*About this exercise*. Take the entries below and give them back exactly. Leave out nothing.
- Opening Delimiter -
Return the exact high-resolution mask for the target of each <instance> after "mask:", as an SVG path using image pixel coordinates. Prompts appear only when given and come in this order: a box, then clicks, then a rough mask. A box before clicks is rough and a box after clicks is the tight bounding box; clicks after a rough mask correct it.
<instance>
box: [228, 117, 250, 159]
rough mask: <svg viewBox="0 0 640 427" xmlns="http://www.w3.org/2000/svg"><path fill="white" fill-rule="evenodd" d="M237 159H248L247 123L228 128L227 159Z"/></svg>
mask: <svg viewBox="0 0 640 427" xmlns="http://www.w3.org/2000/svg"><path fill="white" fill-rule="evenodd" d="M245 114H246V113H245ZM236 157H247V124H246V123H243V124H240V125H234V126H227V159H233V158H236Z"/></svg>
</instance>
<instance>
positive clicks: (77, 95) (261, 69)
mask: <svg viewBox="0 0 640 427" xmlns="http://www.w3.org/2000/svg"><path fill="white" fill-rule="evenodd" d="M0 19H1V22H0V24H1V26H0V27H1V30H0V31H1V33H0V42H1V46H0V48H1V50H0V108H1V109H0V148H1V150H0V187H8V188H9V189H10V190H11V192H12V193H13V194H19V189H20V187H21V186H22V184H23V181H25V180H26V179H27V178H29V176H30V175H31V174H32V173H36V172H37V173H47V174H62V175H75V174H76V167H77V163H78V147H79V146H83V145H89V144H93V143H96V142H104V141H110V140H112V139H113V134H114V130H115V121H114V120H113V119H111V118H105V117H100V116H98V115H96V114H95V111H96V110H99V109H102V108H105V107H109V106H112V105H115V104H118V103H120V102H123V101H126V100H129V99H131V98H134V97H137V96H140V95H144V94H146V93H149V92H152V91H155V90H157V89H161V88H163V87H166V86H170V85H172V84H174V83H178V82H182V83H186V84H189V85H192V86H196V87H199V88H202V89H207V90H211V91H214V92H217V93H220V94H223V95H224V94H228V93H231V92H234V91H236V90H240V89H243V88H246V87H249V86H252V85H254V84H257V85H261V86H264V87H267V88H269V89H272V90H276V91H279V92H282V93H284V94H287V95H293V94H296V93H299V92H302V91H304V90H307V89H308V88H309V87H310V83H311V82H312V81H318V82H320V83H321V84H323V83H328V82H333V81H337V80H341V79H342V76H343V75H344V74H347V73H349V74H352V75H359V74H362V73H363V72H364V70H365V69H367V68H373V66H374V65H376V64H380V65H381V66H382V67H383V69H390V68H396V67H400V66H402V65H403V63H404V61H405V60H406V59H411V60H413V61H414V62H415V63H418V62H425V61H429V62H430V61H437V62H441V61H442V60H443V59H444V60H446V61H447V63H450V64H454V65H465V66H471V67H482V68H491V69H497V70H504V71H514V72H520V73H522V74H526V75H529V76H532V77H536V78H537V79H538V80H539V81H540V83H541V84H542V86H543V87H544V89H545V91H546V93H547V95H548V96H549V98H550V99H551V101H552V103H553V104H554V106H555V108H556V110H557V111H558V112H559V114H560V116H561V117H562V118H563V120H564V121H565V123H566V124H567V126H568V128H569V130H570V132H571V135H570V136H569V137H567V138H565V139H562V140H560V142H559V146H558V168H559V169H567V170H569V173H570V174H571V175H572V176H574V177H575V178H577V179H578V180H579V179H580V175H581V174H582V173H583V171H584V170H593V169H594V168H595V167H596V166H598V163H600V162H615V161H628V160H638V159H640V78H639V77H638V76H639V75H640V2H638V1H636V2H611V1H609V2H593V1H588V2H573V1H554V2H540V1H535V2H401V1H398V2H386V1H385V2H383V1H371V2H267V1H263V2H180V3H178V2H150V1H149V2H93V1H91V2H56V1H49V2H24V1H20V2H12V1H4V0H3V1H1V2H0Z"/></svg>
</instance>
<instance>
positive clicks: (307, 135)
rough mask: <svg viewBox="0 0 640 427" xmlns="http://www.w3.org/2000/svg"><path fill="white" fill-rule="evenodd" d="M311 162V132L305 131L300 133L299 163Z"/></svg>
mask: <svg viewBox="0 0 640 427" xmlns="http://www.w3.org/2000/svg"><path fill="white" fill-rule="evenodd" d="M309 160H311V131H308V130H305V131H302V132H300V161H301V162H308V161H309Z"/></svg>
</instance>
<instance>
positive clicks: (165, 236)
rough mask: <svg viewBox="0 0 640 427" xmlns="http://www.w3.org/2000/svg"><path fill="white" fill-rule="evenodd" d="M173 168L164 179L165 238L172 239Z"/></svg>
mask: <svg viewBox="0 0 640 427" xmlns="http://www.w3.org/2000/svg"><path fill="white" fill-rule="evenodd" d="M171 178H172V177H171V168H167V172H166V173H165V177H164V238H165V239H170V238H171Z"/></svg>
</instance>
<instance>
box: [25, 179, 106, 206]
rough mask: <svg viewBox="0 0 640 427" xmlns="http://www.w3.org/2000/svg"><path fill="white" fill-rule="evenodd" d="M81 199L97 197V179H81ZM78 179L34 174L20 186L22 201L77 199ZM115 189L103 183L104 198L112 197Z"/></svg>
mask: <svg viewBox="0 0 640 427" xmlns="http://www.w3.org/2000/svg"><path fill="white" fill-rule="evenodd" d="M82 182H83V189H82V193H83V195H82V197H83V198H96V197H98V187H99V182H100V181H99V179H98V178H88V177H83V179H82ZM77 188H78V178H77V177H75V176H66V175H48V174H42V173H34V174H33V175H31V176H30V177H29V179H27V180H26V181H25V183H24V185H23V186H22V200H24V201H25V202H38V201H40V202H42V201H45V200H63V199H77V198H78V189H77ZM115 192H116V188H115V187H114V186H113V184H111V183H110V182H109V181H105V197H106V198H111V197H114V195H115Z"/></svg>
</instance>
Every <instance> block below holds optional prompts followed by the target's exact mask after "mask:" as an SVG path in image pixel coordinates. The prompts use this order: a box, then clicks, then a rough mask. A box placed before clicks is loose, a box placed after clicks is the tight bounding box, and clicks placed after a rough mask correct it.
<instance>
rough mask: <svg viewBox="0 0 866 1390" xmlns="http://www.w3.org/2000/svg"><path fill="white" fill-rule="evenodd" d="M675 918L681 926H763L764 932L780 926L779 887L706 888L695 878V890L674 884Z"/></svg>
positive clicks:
- Closing Delimiter -
*Completed task*.
Return the exact high-resolution mask for the target of each <instance> after "mask:", as an SVG path using image pixel coordinates. Prompts appear only when given and come in this order: a box, then clicks, then a rough mask. A box before clicks is rough and a box after clicks is the tight bounding box; clicks after a rough mask correct it.
<instance>
box: [228, 117, 250, 159]
rough mask: <svg viewBox="0 0 640 427" xmlns="http://www.w3.org/2000/svg"><path fill="white" fill-rule="evenodd" d="M237 159H248L247 123L228 128L227 159Z"/></svg>
mask: <svg viewBox="0 0 640 427" xmlns="http://www.w3.org/2000/svg"><path fill="white" fill-rule="evenodd" d="M245 114H246V113H245ZM236 157H247V124H246V123H243V124H240V125H234V126H227V159H233V158H236Z"/></svg>
</instance>
<instance>
positive clicks: (77, 95) (261, 69)
mask: <svg viewBox="0 0 640 427" xmlns="http://www.w3.org/2000/svg"><path fill="white" fill-rule="evenodd" d="M0 19H1V22H0V24H1V26H0V27H1V30H0V31H1V33H0V42H1V46H0V48H1V50H0V108H1V109H0V148H1V150H0V187H8V188H9V189H10V190H11V192H12V193H13V194H19V189H20V187H21V186H22V184H23V181H25V180H26V179H27V178H29V176H30V175H31V174H32V173H36V172H37V173H47V174H62V175H75V174H76V167H77V163H78V147H79V146H83V145H89V144H93V143H96V142H104V141H110V140H112V139H113V134H114V130H115V121H114V120H113V119H111V118H105V117H100V116H98V115H96V114H95V111H96V110H99V109H102V108H105V107H109V106H112V105H115V104H118V103H120V102H123V101H126V100H129V99H131V98H134V97H137V96H140V95H144V94H146V93H149V92H152V91H155V90H157V89H161V88H163V87H166V86H170V85H172V84H174V83H178V82H182V83H186V84H189V85H192V86H196V87H199V88H202V89H207V90H211V91H214V92H217V93H220V94H223V95H224V94H228V93H231V92H234V91H236V90H240V89H243V88H246V87H249V86H252V85H254V84H257V85H261V86H264V87H267V88H269V89H272V90H276V91H279V92H282V93H284V94H287V95H293V94H296V93H299V92H302V91H304V90H307V89H308V88H309V87H310V83H311V82H312V81H318V82H320V83H321V84H323V83H328V82H333V81H337V80H341V79H342V76H343V75H344V74H347V73H349V74H352V75H359V74H362V73H363V72H364V70H365V69H367V68H373V66H374V65H376V64H380V65H381V66H382V67H383V69H390V68H396V67H400V66H402V65H403V63H404V61H405V60H406V59H411V60H413V61H414V62H415V63H418V62H425V61H429V62H430V61H437V62H441V61H442V60H443V59H444V60H446V61H447V63H450V64H454V65H465V66H471V67H482V68H491V69H497V70H504V71H514V72H520V73H522V74H526V75H529V76H532V77H536V78H537V79H538V80H539V81H540V83H541V84H542V86H543V87H544V89H545V91H546V93H547V95H548V96H549V98H550V99H551V101H552V103H553V104H554V106H555V108H556V110H557V111H558V112H559V114H560V116H561V117H562V118H563V120H564V121H565V123H566V124H567V126H568V128H569V130H570V132H571V135H570V136H569V137H567V138H565V139H562V140H560V142H559V146H558V168H559V169H567V170H569V173H570V174H571V175H572V176H574V177H575V178H577V179H578V180H579V179H580V175H581V174H582V173H583V171H584V170H593V169H594V168H595V167H596V166H598V163H600V162H615V161H628V160H638V159H640V78H639V77H638V76H639V75H640V2H638V1H636V2H611V1H609V2H593V1H588V2H573V1H554V2H540V1H535V2H401V1H398V2H386V1H385V2H383V1H371V2H267V1H263V2H180V3H178V2H150V1H149V2H93V1H91V2H56V1H49V2H24V1H20V2H12V1H4V0H3V1H1V2H0Z"/></svg>
</instance>
<instance>
positive clicks: (307, 135)
rough mask: <svg viewBox="0 0 640 427" xmlns="http://www.w3.org/2000/svg"><path fill="white" fill-rule="evenodd" d="M311 162V132L305 131L300 133L299 163Z"/></svg>
mask: <svg viewBox="0 0 640 427" xmlns="http://www.w3.org/2000/svg"><path fill="white" fill-rule="evenodd" d="M309 160H311V131H308V130H305V131H302V132H300V161H301V162H308V161H309Z"/></svg>
</instance>
<instance>
positive clicks: (165, 236)
rough mask: <svg viewBox="0 0 640 427" xmlns="http://www.w3.org/2000/svg"><path fill="white" fill-rule="evenodd" d="M173 168L164 179L165 238L172 239Z"/></svg>
mask: <svg viewBox="0 0 640 427" xmlns="http://www.w3.org/2000/svg"><path fill="white" fill-rule="evenodd" d="M171 178H172V177H171V168H167V172H166V173H165V177H164V238H165V239H170V238H171Z"/></svg>
</instance>
<instance>
box: [25, 179, 106, 206]
rough mask: <svg viewBox="0 0 640 427" xmlns="http://www.w3.org/2000/svg"><path fill="white" fill-rule="evenodd" d="M81 199L97 197V179H81ZM78 179L34 174L20 186L22 201L77 199ZM115 189L103 183L104 198L112 197Z"/></svg>
mask: <svg viewBox="0 0 640 427" xmlns="http://www.w3.org/2000/svg"><path fill="white" fill-rule="evenodd" d="M82 182H83V189H82V193H83V195H82V197H83V198H96V197H98V187H99V182H100V181H99V179H98V178H88V177H83V179H82ZM77 188H78V178H77V177H75V176H66V175H48V174H42V173H34V174H33V175H31V176H30V177H29V179H27V180H26V181H25V183H24V185H23V186H22V200H24V201H25V202H38V201H40V202H42V201H45V200H63V199H77V198H78V189H77ZM115 192H116V188H115V187H114V186H113V184H111V183H110V182H109V181H105V197H106V198H111V197H114V195H115Z"/></svg>
</instance>
Every <instance> block below holds optional prompts followed by the target's exact mask after "mask:" as an SVG path in image pixel coordinates. The prompts use this order: a box, then clicks, then a rough mask. A box placed before clicks is loose, a box placed after clicks is the tight bounding box, and clicks placed after a rough mask correct it.
<instance>
rough mask: <svg viewBox="0 0 866 1390" xmlns="http://www.w3.org/2000/svg"><path fill="white" fill-rule="evenodd" d="M675 918L681 926H763L764 932L780 926L779 887L706 888L695 878V890L674 884Z"/></svg>
positive clicks:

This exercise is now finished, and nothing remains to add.